◆ Task details
Return every line of the records below that contains the string "sheep", copying each one unchanged.

◆ Raw data

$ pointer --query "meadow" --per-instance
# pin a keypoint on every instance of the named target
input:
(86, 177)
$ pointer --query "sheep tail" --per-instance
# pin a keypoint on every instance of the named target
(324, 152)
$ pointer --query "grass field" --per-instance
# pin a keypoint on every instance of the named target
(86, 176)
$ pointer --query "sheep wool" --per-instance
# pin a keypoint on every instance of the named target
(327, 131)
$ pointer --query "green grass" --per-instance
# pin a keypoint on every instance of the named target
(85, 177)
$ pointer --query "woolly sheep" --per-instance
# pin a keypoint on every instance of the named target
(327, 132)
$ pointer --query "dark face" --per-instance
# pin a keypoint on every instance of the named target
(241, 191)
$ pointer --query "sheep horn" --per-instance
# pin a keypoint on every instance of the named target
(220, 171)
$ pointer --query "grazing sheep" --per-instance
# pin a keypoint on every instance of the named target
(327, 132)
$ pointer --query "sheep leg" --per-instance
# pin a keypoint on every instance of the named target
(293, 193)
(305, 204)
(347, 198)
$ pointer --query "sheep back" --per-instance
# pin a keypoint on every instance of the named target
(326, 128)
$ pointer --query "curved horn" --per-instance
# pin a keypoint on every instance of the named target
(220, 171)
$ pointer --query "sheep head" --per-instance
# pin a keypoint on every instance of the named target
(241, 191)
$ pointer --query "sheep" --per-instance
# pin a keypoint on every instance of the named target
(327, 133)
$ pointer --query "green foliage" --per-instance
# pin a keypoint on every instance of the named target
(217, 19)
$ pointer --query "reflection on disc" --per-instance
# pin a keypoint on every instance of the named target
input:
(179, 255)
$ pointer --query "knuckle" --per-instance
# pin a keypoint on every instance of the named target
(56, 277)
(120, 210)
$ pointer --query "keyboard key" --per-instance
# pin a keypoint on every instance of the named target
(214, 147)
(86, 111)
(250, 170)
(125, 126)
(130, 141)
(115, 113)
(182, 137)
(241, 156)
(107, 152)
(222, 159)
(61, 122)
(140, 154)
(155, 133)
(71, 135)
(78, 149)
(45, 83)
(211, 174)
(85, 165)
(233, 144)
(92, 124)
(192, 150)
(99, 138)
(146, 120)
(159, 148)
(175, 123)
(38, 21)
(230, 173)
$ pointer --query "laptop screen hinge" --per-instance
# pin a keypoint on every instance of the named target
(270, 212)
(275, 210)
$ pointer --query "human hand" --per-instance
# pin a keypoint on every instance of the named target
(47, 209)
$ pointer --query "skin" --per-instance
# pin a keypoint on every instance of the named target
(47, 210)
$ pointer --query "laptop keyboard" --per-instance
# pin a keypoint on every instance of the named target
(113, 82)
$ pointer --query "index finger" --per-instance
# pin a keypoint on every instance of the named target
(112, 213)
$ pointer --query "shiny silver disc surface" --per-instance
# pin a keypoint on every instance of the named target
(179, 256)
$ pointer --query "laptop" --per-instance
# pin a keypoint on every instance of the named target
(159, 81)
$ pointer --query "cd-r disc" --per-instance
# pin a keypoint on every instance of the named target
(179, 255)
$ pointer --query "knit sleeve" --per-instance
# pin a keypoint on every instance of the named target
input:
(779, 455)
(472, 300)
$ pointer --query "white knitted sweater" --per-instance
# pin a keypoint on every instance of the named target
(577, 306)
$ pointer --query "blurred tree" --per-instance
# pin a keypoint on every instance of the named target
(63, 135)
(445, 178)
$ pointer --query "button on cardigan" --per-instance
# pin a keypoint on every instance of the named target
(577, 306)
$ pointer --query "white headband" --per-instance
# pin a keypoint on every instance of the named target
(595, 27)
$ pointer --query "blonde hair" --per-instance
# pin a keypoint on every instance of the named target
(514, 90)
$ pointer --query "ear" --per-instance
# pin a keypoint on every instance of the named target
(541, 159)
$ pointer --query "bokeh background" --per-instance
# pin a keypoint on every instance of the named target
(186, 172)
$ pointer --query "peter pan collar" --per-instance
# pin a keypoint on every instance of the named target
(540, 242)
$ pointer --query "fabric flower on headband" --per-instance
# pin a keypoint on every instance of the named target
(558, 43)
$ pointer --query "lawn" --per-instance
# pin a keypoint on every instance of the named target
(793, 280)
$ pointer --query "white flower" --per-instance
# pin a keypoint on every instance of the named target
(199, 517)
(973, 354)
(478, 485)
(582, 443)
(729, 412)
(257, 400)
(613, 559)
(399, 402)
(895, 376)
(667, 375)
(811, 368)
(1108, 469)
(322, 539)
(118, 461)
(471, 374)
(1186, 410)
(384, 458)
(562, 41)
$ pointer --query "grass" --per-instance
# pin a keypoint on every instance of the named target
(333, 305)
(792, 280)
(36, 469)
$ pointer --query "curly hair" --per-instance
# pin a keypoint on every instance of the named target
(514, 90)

◆ Correct answer
$ pointer --query "sheep tail" --per-instance
$ pointer --query "sheep wool" --per-instance
$ pointer --query "woolly sheep" --per-instance
$ pointer --query "sheep horn" --per-instance
$ pointer --query "grazing sheep" --per-instance
$ pointer --query "sheep leg" --per-instance
$ pointer --query "sheep back" --per-instance
$ pointer --query "sheep head" --per-instance
$ pointer --query "sheep" --per-instance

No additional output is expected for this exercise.